Tarefas obrigatórias:
1) Como fica o trecho do texto sobre narcisismo que começa com "O passo seguinte, marcado" e termina com "do outrora semelhante." se você substituir "narcisismo de morte" por "narcisismo mortífero"?
2) Pode prosseguir com o texto sobre narcisismo a partir da última frase apresentada?

Nosso intuito, naquele momento, era destacar a importância de conflitos entre forças conjuntivas e disruptivas na construção dos processos de identidade e individualização. Entretanto, essas mesmas expressões pulsionais, principalmente a individualização, vão desvelar o que há de mais primitivo e mortal no ser humano: a vontade de retornar ao mundo inorgânico. Dessa maneira, o investimento materno é condição indispensável para que haja a ligação de uma pulsão parcial, prazer de órgão, para a constituição de um eu narcísico, que será o arcabouço da identidade e representará, de fato, o último bastião contra as forças indomáveis, tanáticas, que buscam a fragmentação do ser. Esse investimento narcísico materno, que constrói o narcisismo inicial do bebê, produzindo os processos de identificação, se expressará por: "Sou igual à minha mãe, igual ao meu pai. Sou humano".

O passo seguinte, marcado pela frustração e o ódio ao objeto, causará uma ruptura na identificação com os objetos primários, enquanto processo necessário para a organização do indivíduo e da individualidade. Dependendo do grau e da força do investimento narcísico, esse procedimento poderá resultar numa individualização alienante, revelando então um narcisismo de morte, ou seja, a desobjetalização do outrora semelhante.

Em 1914, Freud resgata um conceito que até então era secundário em sua obra, o narcisismo, para torná-lo personagem central de uma teoria que renuncia a conceitos como pulsão de autoconservação e pulsão sexual em direção a um sistema falsamente binário, dividindo o aparelho psíquico em libido narcisista e libido objetal. Ressaltamos que Freud foi levado a essa conceituação por encontrar na clínica certas manifestações, como a reação terapêutica negativa e a compulsão à repetição, que puseram a terapêutica psicanalítica em dúvida. Ao estruturar o conceito de libido narcisista, ele procurava encontrar outro sentido para esses impasses terapêuticos. Dizia ele então que estruturas intensamente narcisistas não seriam capazes de estabelecer relações transferenciais e, portanto, não seriam estruturas acessíveis à psicanálise. No entanto, a solução engendrada não era de todo satisfatória a Freud, pois se aproximava muito de uma teoria monista. Somente em 1920, com Além do princípio do prazer e a percepção de duas forças pulsionais imbricadas - pulsão de vida e pulsão de morte -, Freud sente-se retornando aos trilhos de uma teoria binária. O narcisismo passa a ser uma expressão ligada a esses dois componentes, sincrônico/diacrônico, da pulsão (Green, 2010/2014).

Dados para análise:
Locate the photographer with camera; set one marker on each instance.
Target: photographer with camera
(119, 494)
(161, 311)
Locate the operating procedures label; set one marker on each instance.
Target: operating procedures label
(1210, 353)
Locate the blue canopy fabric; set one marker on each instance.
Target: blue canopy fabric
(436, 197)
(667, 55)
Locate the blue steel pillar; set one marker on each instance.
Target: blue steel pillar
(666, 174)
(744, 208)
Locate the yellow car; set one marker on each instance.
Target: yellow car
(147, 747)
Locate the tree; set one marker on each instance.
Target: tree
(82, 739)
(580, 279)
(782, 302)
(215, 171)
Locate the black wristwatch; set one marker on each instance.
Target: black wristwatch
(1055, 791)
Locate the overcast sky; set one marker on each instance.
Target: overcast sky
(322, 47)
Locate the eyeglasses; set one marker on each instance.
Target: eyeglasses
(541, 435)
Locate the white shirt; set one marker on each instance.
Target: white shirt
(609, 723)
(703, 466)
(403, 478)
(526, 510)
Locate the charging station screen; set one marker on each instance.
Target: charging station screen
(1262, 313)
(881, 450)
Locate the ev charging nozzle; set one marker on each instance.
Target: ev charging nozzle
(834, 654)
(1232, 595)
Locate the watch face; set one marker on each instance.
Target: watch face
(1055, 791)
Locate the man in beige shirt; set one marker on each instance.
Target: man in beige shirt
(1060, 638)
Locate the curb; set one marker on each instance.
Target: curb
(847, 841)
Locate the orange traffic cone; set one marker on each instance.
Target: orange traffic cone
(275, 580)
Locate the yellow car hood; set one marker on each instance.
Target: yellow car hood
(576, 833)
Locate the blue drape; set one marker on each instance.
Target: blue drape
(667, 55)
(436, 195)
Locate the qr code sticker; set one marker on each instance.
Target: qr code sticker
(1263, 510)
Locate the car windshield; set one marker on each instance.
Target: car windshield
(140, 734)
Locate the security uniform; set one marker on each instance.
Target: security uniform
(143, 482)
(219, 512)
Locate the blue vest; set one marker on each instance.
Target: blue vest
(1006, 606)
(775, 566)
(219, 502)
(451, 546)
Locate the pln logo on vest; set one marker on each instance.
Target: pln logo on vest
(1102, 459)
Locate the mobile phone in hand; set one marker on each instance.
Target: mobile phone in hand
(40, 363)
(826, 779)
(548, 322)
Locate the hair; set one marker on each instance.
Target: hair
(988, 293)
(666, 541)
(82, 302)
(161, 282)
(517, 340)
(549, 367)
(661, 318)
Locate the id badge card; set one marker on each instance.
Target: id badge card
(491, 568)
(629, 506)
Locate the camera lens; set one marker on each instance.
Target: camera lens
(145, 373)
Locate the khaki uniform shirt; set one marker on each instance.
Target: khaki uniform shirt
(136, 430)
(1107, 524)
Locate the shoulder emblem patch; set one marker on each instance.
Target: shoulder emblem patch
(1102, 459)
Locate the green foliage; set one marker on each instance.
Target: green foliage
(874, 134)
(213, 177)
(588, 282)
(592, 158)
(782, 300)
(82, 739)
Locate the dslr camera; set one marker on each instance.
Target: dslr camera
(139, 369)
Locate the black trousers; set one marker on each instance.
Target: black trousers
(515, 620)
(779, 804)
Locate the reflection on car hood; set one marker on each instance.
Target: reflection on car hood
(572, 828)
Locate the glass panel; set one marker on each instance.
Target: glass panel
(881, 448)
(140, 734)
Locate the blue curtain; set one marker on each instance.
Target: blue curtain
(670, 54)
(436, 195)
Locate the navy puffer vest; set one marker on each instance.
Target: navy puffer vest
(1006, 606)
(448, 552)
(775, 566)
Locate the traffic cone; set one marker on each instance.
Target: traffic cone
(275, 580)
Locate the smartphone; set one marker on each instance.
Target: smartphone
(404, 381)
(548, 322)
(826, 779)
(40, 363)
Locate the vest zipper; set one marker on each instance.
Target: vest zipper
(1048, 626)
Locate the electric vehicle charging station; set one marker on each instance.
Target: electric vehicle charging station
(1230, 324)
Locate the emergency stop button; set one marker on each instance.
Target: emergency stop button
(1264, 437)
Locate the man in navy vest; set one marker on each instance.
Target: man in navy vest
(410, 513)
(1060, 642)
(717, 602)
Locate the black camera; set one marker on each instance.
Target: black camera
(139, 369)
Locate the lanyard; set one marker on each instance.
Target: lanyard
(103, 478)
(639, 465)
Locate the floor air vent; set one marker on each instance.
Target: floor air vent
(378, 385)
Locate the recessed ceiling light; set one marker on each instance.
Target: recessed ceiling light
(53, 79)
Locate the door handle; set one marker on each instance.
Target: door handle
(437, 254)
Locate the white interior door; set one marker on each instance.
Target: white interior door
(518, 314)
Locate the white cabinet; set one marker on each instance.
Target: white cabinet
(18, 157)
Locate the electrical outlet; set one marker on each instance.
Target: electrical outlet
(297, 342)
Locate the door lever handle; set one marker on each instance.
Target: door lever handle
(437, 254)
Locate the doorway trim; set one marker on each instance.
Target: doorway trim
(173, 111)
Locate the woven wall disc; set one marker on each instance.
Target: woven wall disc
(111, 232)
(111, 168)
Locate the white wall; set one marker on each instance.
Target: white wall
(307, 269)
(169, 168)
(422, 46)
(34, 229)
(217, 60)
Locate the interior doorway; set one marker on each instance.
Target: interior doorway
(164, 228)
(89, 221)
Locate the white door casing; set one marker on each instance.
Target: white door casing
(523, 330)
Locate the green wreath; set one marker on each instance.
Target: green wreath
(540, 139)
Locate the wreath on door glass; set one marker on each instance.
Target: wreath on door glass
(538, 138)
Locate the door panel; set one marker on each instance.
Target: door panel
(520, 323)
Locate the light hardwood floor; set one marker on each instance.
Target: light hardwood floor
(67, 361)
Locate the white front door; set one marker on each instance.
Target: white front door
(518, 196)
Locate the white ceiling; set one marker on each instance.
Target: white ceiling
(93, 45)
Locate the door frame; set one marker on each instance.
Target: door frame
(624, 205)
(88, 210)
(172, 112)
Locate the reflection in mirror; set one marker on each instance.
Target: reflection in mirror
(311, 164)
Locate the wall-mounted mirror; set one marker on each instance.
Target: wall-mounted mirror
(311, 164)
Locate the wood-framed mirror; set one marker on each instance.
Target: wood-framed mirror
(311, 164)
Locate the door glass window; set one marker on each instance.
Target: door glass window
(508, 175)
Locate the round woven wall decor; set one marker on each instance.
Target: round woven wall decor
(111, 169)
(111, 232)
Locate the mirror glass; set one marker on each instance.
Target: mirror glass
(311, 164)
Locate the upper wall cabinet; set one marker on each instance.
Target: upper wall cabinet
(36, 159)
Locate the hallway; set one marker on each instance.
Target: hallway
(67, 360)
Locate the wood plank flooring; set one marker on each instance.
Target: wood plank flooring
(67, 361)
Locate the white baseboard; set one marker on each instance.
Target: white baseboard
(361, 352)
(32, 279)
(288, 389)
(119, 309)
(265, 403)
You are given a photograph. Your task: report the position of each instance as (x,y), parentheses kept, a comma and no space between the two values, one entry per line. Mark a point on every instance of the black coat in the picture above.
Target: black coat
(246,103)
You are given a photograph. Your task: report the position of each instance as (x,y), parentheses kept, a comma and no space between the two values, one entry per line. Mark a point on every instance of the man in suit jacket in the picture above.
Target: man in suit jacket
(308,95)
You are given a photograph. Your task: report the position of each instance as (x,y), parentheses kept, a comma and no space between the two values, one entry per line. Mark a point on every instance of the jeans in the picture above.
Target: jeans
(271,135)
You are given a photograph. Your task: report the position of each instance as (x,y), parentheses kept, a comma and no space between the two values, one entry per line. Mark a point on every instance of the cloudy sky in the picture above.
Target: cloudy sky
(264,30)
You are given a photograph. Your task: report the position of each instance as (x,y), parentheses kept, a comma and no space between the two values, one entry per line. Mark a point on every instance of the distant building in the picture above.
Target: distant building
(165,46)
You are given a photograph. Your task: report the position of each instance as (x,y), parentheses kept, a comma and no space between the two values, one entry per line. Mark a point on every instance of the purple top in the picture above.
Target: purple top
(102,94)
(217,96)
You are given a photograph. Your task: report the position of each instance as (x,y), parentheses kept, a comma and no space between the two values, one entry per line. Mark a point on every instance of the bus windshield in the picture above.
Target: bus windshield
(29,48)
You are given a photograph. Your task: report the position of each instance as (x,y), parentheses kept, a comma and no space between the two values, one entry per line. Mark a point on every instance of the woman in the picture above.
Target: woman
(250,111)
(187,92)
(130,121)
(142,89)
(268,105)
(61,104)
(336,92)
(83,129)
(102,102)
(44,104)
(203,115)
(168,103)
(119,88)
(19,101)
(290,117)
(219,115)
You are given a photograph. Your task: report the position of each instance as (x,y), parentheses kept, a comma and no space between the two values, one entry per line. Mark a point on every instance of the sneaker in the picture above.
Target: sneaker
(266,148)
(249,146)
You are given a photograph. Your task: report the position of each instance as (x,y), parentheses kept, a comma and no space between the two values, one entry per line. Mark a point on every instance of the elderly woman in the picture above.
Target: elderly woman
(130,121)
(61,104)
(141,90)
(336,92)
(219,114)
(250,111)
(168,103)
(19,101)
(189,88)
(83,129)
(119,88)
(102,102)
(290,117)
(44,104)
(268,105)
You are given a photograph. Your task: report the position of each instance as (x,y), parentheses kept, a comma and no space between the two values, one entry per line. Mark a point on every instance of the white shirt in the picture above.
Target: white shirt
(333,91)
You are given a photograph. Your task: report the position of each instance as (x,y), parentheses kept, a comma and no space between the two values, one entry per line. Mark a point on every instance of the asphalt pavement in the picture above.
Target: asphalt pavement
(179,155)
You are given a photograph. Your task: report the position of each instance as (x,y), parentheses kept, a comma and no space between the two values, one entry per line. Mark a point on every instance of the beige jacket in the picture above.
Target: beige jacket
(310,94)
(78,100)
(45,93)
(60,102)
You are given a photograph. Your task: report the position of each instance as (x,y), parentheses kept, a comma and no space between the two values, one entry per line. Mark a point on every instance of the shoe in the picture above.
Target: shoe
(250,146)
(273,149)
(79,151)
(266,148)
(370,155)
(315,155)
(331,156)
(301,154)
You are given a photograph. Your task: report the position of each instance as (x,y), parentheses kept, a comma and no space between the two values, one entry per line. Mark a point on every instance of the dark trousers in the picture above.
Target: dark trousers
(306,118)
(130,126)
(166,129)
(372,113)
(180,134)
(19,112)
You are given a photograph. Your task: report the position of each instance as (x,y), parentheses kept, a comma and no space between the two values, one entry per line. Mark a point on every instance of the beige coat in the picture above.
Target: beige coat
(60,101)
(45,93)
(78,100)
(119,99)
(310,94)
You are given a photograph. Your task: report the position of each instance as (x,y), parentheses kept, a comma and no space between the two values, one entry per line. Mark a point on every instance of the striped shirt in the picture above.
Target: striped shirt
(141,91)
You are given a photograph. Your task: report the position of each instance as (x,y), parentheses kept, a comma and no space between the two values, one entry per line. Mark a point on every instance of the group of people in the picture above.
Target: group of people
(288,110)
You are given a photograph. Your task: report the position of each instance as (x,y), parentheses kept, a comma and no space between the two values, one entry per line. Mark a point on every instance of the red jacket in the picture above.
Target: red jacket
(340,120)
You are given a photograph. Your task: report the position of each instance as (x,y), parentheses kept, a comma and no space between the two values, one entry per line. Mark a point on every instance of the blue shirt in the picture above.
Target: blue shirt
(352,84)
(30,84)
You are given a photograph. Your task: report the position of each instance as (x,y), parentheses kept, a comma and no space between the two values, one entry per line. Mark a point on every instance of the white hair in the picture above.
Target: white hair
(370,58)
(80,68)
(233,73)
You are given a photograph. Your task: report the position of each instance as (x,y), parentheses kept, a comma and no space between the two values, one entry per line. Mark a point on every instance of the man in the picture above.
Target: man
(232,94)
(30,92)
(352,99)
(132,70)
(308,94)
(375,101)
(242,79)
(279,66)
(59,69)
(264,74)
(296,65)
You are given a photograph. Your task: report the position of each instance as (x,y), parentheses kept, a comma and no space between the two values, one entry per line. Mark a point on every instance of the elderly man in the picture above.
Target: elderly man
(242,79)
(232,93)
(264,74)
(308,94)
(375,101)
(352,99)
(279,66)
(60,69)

Respostas por tarefa:
1)
O passo seguinte, marcado pela frustração e o ódio ao objeto, causará uma ruptura na identificação com os objetos primários, enquanto processo necessário para a organização do indivíduo e da individualidade. Dependendo do grau e da força do investimento narcísico, esse procedimento poderá resultar numa individualização alienante, revelando então um narcisismo mortífero, ou seja, a desobjetalização do outrora semelhante.

2)
A partir de 1983, André Green desenvolve uma aproximação entre o conceito de narcisismo e a segunda teoria pulsional de Freud. Segundo ele, haveria, de um lado, uma pulsão objetal e, de outro, uma pulsão narcísica, que se dividiria em narcisismo de vida e narcisismo de morte. Entendemos o narcisismo de vida como o desejo por um objeto semelhante ao eu, e portanto narcísico, e o narcisismo de morte como a ausência de um objeto, ou seja, o eu não carece de objeto, visando portanto a inércia pulsional.

 

O mundo narcísico e a sociedade do espetáculo

Desde muito cedo, Freud deixou claro que o drama humano ocorre em dois territórios: mundo interno, através da luta entre as pulsões de vida e as pulsões de morte, e mundo externo, através do mal-estar na cultura, desacordo entre o coletivo e o individual. Assim, podemos dizer que as lutas às quais nos referimos, entre os processos de identificação e os processos de individualização, vão se expressar na sociedade entre as tendências coletivistas, que dizem respeito a manifestações de repúdio às diferenças e abolição das hierarquias, e as forças que lhes são antagônicas, resultantes de um narcisismo secundário. Não nos parece casual que, na década de 1970, Lasch tenha identificado na sociedade ocidental condutas intensamente individualistas, como reação ao coletivismo das manifestações de maio de 1968.1 O autor denunciou o surgimento progressivo de um agir social que foi pouco a pouco se estruturando em condutas egoístas, possessivas e arrogantes, nas quais a posse e a ostentação rompiam com tudo que fora reivindicado nas revoltas de 68. Esses processos serão os indicadores do que ele vai designar como cultura do narcisismo.

Na mesma época, Guy Debord desenvolve a ideia de uma sociedade em que os meios de produção constroem, no interior do indivíduo, desejos constantemente renováveis por objetos transitórios, numa irrefreável acumulação de bens, produzindo em consequência mais frustração do que realização de desejos. A esse processo vai cunhar o nome de sociedade do espetáculo. Segundo o autor, "o espetáculo não é um conjunto de imagens, mas uma relação social entre pessoas, mediatizada por imagens" (1967/2003, p. 9). Nesse contexto,

o espetáculo é a afirmação da aparência e a afirmação de toda vida humana, socialmente falando, como simples aparência. Mas a crítica que atinge a verdade do espetáculo descobre-o como a negação visível da vida; uma negação da vida que se tornou visível. (p. 11)

Parece-nos que esses conceitos, no mundo dos smartphones e das mídias sociais, são cada dia mais atuais. Quando juntamos as expressões do narcisismo secundário à necessidade, quase desumana, de ter seus 15 minutos de fama, encontramos as raízes de uma sociedade entregue à frustração, ao fracasso e ao desejo de não viver. Só existe lugar para vencedores.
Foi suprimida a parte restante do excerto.